• _TO DO_
Scan the material below and copy every line holding the word "flower".
---------------
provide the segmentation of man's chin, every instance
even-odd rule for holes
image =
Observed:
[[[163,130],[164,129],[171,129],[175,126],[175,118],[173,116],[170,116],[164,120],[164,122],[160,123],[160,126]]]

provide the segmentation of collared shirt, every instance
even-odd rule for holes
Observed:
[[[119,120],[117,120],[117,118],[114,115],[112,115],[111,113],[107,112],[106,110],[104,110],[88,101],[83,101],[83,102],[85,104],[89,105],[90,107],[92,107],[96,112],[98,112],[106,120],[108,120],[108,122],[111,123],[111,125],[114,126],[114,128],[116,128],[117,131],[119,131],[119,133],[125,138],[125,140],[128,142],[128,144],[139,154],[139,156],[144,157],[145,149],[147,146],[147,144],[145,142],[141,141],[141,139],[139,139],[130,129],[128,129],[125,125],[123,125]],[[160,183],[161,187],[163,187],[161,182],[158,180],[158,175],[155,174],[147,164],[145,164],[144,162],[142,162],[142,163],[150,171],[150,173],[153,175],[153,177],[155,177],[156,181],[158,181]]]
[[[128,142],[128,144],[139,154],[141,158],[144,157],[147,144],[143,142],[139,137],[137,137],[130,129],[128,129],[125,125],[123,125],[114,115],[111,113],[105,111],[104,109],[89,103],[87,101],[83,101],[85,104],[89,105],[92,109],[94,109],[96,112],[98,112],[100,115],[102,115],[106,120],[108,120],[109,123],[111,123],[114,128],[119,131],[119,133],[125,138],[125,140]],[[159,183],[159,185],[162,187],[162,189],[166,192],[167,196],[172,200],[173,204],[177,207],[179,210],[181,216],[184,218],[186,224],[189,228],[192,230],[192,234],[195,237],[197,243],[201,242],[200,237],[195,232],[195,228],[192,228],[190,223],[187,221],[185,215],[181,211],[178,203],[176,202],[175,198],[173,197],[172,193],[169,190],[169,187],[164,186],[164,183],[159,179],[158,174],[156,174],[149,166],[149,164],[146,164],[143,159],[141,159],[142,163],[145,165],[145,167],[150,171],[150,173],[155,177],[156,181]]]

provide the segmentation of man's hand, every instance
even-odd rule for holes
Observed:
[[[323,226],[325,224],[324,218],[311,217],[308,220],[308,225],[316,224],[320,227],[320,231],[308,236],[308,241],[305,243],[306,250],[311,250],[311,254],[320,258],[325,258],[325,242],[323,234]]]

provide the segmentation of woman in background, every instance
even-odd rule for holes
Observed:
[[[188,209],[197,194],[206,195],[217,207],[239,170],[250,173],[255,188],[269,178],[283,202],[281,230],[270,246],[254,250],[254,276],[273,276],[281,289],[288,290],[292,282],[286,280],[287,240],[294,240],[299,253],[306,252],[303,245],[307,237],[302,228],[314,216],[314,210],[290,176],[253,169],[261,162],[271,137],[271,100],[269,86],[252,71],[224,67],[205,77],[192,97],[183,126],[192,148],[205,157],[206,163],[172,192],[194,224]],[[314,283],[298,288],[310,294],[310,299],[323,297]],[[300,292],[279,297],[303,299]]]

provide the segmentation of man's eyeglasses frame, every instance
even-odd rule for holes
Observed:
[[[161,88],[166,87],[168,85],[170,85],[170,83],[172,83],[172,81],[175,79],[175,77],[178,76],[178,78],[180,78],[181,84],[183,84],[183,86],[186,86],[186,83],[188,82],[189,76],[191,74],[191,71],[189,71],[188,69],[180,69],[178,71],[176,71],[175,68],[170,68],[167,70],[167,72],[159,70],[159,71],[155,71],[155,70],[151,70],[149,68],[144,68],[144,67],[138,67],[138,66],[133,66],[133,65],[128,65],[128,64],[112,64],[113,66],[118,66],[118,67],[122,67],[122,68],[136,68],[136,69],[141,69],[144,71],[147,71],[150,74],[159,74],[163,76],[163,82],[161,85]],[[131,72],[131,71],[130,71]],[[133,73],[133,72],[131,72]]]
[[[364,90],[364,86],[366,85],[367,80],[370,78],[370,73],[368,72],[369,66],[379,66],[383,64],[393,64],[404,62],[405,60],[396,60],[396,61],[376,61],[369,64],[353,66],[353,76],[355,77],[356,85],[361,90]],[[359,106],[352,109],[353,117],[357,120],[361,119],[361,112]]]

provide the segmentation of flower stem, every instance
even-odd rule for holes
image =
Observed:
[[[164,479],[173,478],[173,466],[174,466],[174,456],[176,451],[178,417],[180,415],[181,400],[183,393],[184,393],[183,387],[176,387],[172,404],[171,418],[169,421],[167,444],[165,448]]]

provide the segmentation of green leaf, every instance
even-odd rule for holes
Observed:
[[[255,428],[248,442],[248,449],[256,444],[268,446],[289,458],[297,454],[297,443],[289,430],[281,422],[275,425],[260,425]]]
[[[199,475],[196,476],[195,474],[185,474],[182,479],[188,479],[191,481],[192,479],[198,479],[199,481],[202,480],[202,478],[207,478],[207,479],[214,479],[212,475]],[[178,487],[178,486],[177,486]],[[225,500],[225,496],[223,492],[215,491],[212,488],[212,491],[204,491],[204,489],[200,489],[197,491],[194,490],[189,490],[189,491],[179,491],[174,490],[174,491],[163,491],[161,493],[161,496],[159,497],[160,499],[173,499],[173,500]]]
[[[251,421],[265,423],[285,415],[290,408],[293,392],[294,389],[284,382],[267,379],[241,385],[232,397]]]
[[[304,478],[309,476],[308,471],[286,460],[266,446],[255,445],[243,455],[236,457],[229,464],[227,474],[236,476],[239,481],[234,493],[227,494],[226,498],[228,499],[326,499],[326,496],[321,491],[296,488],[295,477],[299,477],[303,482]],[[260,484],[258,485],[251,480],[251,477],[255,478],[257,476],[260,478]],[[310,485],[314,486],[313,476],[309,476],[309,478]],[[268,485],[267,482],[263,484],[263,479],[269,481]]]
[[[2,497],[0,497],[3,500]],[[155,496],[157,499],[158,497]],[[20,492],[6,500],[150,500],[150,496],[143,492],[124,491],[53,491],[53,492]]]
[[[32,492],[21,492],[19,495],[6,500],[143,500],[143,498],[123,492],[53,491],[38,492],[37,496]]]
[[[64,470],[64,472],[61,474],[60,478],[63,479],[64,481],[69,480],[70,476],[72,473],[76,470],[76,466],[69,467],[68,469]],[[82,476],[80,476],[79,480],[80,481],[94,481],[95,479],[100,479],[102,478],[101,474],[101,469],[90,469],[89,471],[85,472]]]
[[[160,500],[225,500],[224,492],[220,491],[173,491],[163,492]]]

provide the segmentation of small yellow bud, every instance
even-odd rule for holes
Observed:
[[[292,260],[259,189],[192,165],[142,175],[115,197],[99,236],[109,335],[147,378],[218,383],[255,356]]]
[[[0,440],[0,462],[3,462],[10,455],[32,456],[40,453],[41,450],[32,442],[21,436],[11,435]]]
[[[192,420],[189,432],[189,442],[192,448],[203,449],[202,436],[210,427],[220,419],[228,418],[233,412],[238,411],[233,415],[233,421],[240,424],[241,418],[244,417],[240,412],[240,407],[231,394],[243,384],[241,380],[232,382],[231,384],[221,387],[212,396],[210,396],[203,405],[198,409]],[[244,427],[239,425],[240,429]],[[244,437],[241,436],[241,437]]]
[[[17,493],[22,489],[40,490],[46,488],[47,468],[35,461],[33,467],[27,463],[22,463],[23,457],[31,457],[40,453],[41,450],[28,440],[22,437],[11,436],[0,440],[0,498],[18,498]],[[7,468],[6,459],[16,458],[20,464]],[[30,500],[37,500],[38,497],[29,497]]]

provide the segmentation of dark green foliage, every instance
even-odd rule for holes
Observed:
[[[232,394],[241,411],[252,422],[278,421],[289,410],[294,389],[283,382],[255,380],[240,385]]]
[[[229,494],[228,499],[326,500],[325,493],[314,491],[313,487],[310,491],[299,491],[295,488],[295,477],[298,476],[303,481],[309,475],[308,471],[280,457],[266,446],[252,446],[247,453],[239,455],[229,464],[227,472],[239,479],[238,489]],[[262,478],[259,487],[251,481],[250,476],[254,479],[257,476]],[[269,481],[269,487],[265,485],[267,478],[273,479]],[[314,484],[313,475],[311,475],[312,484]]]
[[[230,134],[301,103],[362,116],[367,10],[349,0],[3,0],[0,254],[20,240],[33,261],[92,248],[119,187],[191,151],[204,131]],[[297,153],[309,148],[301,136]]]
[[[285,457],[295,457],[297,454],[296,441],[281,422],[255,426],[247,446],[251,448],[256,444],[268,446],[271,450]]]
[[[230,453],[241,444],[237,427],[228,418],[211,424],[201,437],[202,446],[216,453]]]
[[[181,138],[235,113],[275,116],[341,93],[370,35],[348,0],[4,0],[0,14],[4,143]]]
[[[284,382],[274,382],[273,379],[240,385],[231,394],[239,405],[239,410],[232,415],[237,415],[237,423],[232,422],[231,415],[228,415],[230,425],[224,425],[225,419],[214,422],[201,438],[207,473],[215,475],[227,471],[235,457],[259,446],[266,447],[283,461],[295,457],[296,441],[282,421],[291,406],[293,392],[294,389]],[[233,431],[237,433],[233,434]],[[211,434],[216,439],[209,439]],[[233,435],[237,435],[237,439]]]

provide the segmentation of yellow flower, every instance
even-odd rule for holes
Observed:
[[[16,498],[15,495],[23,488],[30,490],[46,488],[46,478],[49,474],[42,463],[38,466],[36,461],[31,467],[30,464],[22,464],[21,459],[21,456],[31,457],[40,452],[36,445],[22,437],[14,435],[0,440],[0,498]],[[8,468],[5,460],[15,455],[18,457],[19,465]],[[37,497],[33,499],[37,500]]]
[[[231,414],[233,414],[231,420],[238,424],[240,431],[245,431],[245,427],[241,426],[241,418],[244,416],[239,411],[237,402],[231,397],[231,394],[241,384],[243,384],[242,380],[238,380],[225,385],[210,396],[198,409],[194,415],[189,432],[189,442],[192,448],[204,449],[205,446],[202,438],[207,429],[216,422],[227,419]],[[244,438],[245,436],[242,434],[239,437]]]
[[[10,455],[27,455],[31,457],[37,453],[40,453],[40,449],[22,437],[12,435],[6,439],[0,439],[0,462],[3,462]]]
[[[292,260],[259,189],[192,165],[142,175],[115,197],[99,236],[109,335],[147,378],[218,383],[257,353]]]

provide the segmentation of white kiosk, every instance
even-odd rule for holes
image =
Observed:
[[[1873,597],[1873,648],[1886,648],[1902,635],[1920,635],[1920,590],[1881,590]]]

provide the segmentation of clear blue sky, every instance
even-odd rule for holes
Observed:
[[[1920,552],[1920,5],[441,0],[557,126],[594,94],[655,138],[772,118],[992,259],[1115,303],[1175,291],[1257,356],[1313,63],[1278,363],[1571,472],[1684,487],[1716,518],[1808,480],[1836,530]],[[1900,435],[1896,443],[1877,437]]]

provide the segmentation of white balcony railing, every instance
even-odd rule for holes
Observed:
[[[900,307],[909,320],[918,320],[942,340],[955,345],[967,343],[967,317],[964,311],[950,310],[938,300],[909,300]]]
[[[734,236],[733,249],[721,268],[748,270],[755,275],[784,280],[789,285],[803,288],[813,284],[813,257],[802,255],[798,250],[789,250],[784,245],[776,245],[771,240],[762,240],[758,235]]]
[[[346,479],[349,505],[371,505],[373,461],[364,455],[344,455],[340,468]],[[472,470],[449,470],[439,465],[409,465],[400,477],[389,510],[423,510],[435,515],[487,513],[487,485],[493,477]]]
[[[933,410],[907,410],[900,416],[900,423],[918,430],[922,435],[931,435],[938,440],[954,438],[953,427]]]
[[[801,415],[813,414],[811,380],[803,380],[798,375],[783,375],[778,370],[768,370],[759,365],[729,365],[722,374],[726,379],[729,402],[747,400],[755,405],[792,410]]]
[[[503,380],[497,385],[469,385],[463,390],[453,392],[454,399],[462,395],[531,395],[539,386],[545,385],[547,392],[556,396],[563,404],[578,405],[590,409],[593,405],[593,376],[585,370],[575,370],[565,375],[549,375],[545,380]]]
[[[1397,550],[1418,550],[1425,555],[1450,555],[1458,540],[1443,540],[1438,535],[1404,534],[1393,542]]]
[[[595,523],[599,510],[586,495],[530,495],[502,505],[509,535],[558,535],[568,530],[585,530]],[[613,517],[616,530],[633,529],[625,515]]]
---------------
• _EXPECTED ANSWER_
provide the segmentation of flower stem, every instance
provide the segmentation of yellow flower, every instance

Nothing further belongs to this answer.